Tasks to carry out =
1. Print the passage of the macular degeneration text below from "- Is slowly" up to and including "a person has.", with no changes.
2. Answer these questions using the macular degeneration text below.
(a) In the United States, AMD is the largest cause of central vision loss in people over what age?
(b) Which form of AMD do all people with AMD start with?
(c) What does treatment depend on?

Age-related macular degeneration (AMD) is a condition in which the macula (central portion of the retina) degenerates too rapidly. As people age, tissues break down naturally. In AMD, the rate of degeneration is accelerated and can result in significant and permanent vision loss. In fact, AMD is the largest cause of central vision loss in the United States in persons over the age of 65. Other common forms of macular degeneration occur in people with myopia (nearsightedness), congenital diseases of the retina, and retinal dystrophies.
There are two main forms of macular degeneration: dry AMD and wet AMD. All people with AMD start with the dry form, and only a small portion progress to the wet form, or bleeding form, of macular degeneration.
- Is slowly progressive
- Does not usually impede useful and functional central vision
- Requires periodic follow-up with a retinal specialist
- Progresses rapidly
- Can lead to permanent, irreversible changes
- Requires very close follow-up with a retinal specialist
- Can be treated with eye injections
Treatment depends on which form of macular degeneration a person has.

Segmentation mask data

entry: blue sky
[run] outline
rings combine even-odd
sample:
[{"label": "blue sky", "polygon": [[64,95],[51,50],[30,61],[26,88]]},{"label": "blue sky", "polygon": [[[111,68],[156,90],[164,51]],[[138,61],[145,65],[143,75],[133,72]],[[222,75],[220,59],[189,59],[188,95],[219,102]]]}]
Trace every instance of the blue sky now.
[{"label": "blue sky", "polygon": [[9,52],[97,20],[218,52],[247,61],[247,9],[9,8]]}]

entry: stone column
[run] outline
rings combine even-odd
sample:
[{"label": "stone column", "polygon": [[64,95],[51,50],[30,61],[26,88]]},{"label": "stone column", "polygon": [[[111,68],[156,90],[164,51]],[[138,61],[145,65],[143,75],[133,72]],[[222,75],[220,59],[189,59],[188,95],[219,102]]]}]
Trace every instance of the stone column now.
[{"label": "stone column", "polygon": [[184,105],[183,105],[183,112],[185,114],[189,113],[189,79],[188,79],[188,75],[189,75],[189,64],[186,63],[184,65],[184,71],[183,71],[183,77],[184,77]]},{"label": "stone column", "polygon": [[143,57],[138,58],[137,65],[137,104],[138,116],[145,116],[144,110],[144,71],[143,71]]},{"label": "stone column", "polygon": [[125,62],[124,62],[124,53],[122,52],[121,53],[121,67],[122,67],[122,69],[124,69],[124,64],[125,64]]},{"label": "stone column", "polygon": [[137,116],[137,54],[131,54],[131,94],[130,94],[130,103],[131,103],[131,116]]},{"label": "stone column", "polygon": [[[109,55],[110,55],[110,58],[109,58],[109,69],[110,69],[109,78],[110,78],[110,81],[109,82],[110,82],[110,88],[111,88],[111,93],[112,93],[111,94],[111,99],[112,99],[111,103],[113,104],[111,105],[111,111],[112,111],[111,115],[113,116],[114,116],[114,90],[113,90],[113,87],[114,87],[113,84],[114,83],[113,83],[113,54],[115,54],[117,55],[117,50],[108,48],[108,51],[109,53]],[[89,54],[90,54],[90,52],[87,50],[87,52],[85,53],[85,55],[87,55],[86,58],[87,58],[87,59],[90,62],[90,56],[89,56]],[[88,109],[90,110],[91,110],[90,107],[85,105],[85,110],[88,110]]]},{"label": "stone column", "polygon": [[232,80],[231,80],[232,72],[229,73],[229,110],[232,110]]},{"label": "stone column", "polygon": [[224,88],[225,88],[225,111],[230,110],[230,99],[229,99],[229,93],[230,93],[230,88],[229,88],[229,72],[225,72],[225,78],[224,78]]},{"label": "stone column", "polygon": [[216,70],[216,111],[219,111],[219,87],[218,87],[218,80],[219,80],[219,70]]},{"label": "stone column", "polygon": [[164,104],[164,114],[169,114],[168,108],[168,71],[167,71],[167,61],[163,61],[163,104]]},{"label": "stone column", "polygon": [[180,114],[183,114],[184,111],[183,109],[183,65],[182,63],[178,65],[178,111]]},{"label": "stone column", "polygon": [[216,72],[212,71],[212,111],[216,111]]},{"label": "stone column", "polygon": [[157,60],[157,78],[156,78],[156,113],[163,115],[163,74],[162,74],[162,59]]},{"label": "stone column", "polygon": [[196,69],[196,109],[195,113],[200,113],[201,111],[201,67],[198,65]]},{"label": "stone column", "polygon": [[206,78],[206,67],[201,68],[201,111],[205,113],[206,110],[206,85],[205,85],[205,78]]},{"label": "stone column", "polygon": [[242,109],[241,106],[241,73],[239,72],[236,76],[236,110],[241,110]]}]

Solutions by task =
1.
- Is slowly progressive
- Does not usually impede useful and functional central vision
- Requires periodic follow-up with a retinal specialist
- Progresses rapidly
- Can lead to permanent, irreversible changes
- Requires very close follow-up with a retinal specialist
- Can be treated with eye injections
Treatment depends on which form of macular degeneration a person has.

2.
(a) 65
(b) The dry form
(c) Which form of macular degeneration a person has